## [Cosa fare]
Riporta parola per parola ogni riga dei record che seguono, senza includere le immagini.

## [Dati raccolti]
---------------

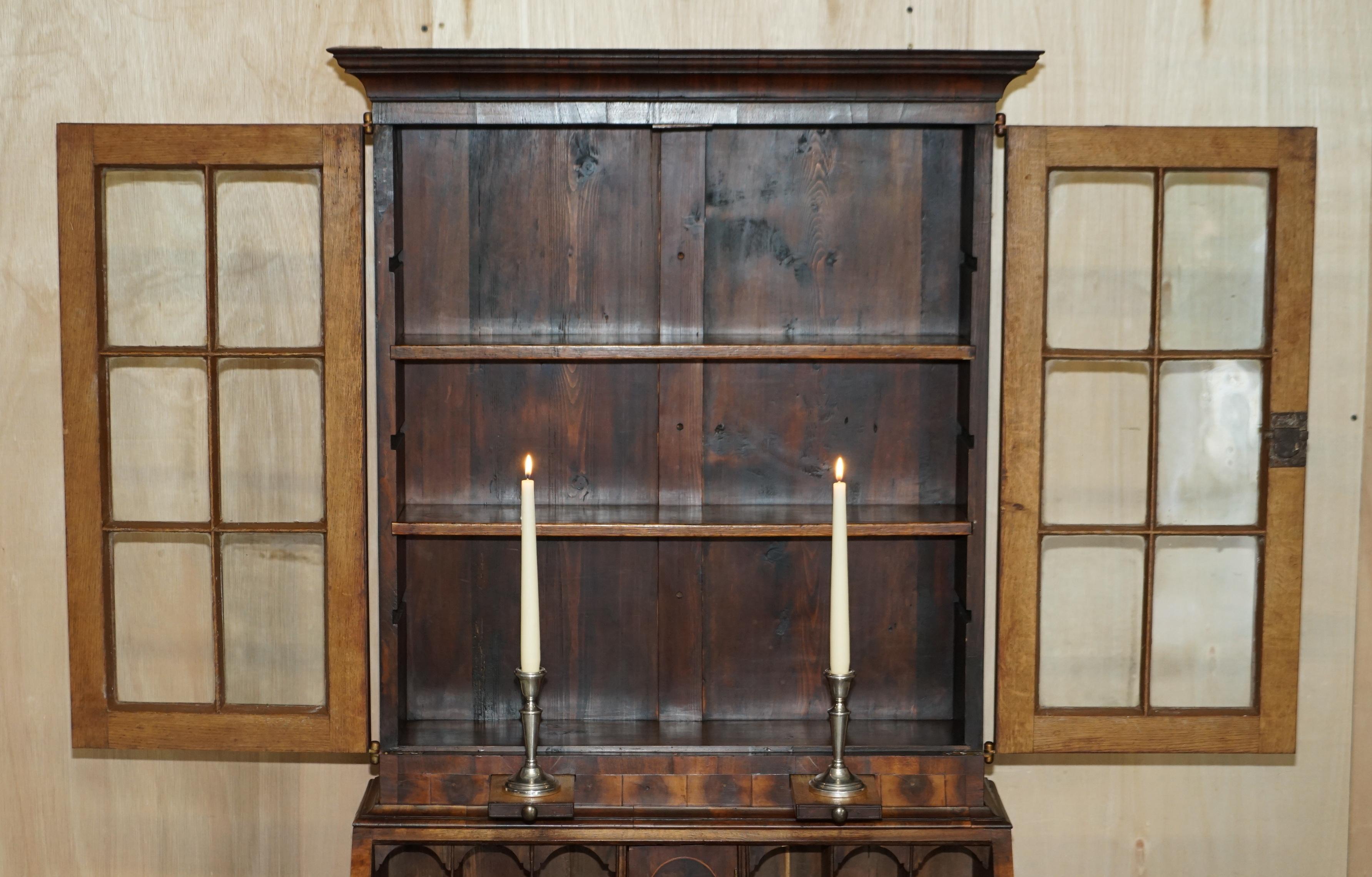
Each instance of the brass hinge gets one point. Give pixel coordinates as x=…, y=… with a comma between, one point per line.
x=1287, y=440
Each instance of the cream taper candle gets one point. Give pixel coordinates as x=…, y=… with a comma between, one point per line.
x=530, y=656
x=839, y=643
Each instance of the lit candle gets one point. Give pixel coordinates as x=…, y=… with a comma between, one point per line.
x=839, y=646
x=530, y=659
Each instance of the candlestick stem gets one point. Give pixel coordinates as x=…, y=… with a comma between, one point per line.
x=837, y=782
x=531, y=782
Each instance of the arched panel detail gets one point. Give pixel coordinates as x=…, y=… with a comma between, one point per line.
x=412, y=861
x=685, y=867
x=503, y=862
x=574, y=861
x=869, y=861
x=953, y=861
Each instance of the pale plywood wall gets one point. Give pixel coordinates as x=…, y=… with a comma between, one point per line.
x=1204, y=62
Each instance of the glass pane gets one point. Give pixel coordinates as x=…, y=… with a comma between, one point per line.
x=160, y=451
x=268, y=252
x=154, y=257
x=1215, y=260
x=1209, y=437
x=164, y=617
x=1095, y=443
x=274, y=618
x=271, y=440
x=1091, y=621
x=1204, y=610
x=1100, y=259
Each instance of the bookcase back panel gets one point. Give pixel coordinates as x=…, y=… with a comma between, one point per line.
x=592, y=429
x=599, y=617
x=529, y=231
x=833, y=232
x=755, y=610
x=773, y=431
x=766, y=628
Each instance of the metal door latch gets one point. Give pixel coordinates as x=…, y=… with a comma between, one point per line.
x=1287, y=440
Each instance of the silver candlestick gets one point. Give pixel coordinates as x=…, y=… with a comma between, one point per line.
x=531, y=782
x=837, y=782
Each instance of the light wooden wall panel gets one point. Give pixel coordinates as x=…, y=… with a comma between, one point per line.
x=1143, y=62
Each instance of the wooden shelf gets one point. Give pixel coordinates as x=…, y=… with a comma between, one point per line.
x=651, y=346
x=752, y=736
x=689, y=522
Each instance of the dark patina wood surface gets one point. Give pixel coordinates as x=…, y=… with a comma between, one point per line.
x=685, y=282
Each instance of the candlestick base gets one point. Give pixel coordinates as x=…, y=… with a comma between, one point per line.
x=531, y=782
x=837, y=782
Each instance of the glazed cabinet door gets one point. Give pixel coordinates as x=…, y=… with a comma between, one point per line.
x=213, y=404
x=1153, y=438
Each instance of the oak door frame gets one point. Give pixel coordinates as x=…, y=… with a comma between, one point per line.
x=341, y=725
x=1031, y=154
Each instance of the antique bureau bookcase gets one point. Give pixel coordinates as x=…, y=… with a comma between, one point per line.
x=685, y=282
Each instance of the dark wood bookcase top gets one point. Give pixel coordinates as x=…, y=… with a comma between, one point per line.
x=685, y=283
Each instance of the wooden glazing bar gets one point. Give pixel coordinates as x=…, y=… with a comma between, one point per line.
x=794, y=351
x=224, y=353
x=692, y=522
x=636, y=113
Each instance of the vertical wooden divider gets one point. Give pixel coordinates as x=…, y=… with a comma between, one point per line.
x=680, y=409
x=389, y=456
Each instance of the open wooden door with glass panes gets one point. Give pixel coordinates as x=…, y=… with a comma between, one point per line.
x=212, y=364
x=1153, y=438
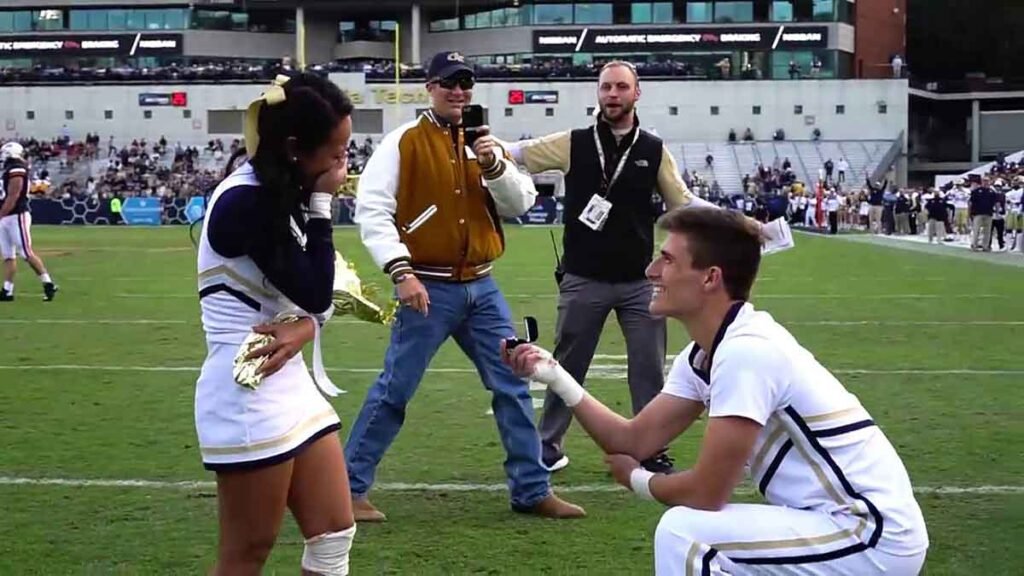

---------------

## [Risultato del compito]
Each instance of the brass hinge gets one point. Give pixel coordinates as x=…, y=… with a comma between, one point per line.
x=1287, y=440
Each instance of the cream taper candle gets one point. Give pixel coordinates as x=…, y=… with a comma between, one point per line.
x=530, y=656
x=839, y=643
Each instance of the lit candle gets one point. Give pixel coordinates as x=…, y=… with a comma between, one point per line.
x=839, y=646
x=530, y=659
Each instance of the candlestick stem gets one point. Give pixel coordinates as x=…, y=… with a comma between, one point per line.
x=837, y=782
x=531, y=782
Each instance of the arched panel detail gets one point. Give pixel coordinates as x=…, y=… with a comma between, one point per line.
x=412, y=861
x=685, y=867
x=503, y=862
x=574, y=861
x=869, y=861
x=953, y=861
Each instance of the pale plywood wall gets one point. Give pixel coordinates as x=…, y=… with a comma between, one point per line.
x=1204, y=62
Each instance of the glass pane gets one point. Give pixel coordinates as x=…, y=… with a comma between, one point per line.
x=160, y=451
x=268, y=252
x=154, y=257
x=1215, y=260
x=1209, y=437
x=164, y=617
x=1095, y=443
x=274, y=618
x=271, y=440
x=1091, y=621
x=1204, y=610
x=1100, y=259
Each instance of the bookcase back panel gets one point. Give pixel coordinates as x=…, y=… with a comma between, one point per line.
x=592, y=429
x=599, y=617
x=529, y=231
x=833, y=232
x=755, y=610
x=773, y=431
x=766, y=628
Each instance of the metal door latch gets one point. Give pixel coordinates as x=…, y=… with a comma between, one point per line.
x=1287, y=440
Each instance of the silver candlestick gets one point. Give pixel coordinates as x=…, y=… with a comma between, one point per line.
x=531, y=782
x=837, y=782
Each instance of the light wooden wall panel gets one point. Give pixel coordinates as x=…, y=… with a comma between, one point per line.
x=1143, y=62
Each instance of the wooden shelf gets one point. Give pixel coordinates as x=…, y=… with a comma between, one point per line.
x=651, y=346
x=752, y=736
x=689, y=522
Each instance of the dark patina wood surface gets one point. Give pixel coordinates as x=…, y=… with a comma between, one point per line.
x=685, y=282
Each instance of the candlestick base gets one point. Give pixel coordinates as x=…, y=… with a comma between, one point per line.
x=531, y=782
x=837, y=782
Each instance of the glazed cabinet door gets one point. Give pixel coordinates as x=…, y=… with a comma between, one point per line.
x=213, y=404
x=1153, y=438
Each instance of the oak door frame gets one point. Give pixel coordinates as x=…, y=… with a comma between, one point per line.
x=341, y=725
x=1031, y=154
Each instance of the antique bureau bookcase gets one point. Give pixel coordinates as x=…, y=… with a comma between, one point per line.
x=685, y=282
Each instance of the dark wood bookcase top gets one point. Give pixel coordinates as x=…, y=… with a comma between, one point per line.
x=685, y=283
Each instance of the wooden glazing bar gets one point. Give pixel coordinates as x=…, y=… with a comma between, one point per line.
x=794, y=351
x=224, y=353
x=692, y=522
x=636, y=113
Each instance of the vertical wooden divider gets one point. Give pixel coordinates as x=…, y=… with a comma between, one point per line.
x=680, y=409
x=389, y=456
Each instance of the open wooden door with glass panes gets one point. Give pixel coordinates as x=…, y=… with a comma between, one point per line.
x=212, y=364
x=1153, y=438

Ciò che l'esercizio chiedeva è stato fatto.